* [DIRECTIONS]: Reproduce the listing below word for word, leaving every line unchanged.

(Excerpts from labeled region data)

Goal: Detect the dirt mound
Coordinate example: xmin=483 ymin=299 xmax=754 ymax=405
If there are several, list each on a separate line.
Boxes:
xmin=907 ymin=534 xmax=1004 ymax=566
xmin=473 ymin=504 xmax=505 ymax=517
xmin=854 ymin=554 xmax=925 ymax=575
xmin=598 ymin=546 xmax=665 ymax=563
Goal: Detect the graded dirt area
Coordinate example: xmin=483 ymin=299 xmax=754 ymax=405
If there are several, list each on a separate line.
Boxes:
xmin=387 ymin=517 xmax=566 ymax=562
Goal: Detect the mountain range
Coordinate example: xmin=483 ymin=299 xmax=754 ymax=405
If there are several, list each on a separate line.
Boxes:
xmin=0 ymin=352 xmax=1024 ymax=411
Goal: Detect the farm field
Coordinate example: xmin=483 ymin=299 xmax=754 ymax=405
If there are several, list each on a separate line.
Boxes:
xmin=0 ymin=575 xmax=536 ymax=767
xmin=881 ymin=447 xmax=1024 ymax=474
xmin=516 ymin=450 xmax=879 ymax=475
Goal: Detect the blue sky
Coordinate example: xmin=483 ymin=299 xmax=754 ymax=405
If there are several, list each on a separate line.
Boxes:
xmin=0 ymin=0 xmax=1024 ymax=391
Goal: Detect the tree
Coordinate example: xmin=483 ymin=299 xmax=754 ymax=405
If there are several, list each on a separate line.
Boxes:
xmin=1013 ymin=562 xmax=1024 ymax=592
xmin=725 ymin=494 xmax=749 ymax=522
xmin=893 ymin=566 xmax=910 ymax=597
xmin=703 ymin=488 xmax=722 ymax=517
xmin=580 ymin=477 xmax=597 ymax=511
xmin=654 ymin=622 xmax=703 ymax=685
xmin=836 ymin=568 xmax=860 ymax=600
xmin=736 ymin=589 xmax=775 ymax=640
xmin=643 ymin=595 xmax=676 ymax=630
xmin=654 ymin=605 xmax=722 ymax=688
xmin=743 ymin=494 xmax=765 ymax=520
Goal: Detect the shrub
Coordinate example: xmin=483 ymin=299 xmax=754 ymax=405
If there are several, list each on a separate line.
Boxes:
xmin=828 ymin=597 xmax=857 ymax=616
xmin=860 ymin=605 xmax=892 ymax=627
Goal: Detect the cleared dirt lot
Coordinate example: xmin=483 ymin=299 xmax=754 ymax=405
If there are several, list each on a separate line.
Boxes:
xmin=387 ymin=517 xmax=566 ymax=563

* [EXPECTED ANSWER]:
Goal: Detect the dirt mound
Coordinate example: xmin=483 ymin=299 xmax=754 ymax=405
If there are several, list each on a separate line.
Boxes:
xmin=907 ymin=534 xmax=1004 ymax=566
xmin=473 ymin=504 xmax=505 ymax=517
xmin=854 ymin=554 xmax=925 ymax=575
xmin=598 ymin=546 xmax=665 ymax=563
Goal: Detect the graded dirt area
Coordinate example: xmin=483 ymin=299 xmax=754 ymax=405
If there are several, list each on a separate line.
Boxes:
xmin=387 ymin=517 xmax=566 ymax=562
Goal: Detect the mountain range
Coordinate example: xmin=483 ymin=299 xmax=754 ymax=405
If there are several, list each on a separate line.
Boxes:
xmin=0 ymin=352 xmax=1024 ymax=411
Goal: Detect the farm field
Coordinate example: xmin=483 ymin=299 xmax=754 ymax=405
If there are several, list each on a separate line.
Boxes:
xmin=0 ymin=575 xmax=536 ymax=767
xmin=881 ymin=447 xmax=1024 ymax=474
xmin=516 ymin=450 xmax=879 ymax=475
Goal: Detect the blue sky
Coordinate example: xmin=483 ymin=299 xmax=754 ymax=405
If there are several, list each on a separate line.
Boxes:
xmin=0 ymin=0 xmax=1024 ymax=391
Goal: Detect the tree
Coordinate example: xmin=483 ymin=299 xmax=754 ymax=405
If there are several, list each on a separate line.
Boxes:
xmin=1013 ymin=562 xmax=1024 ymax=592
xmin=725 ymin=494 xmax=749 ymax=522
xmin=893 ymin=566 xmax=910 ymax=597
xmin=703 ymin=488 xmax=722 ymax=517
xmin=580 ymin=477 xmax=597 ymax=511
xmin=654 ymin=622 xmax=703 ymax=685
xmin=836 ymin=568 xmax=860 ymax=600
xmin=736 ymin=589 xmax=775 ymax=640
xmin=643 ymin=595 xmax=676 ymax=630
xmin=654 ymin=605 xmax=722 ymax=688
xmin=743 ymin=494 xmax=765 ymax=520
Goal: Detect the shrub
Coordinate example: xmin=483 ymin=299 xmax=754 ymax=405
If there are several, list each on a separate line.
Boxes:
xmin=828 ymin=597 xmax=857 ymax=616
xmin=860 ymin=605 xmax=892 ymax=627
Goal: Detect the cleared dirt lot
Coordinate example: xmin=483 ymin=299 xmax=754 ymax=405
If there are several, list each on a separate line.
Boxes:
xmin=387 ymin=517 xmax=566 ymax=563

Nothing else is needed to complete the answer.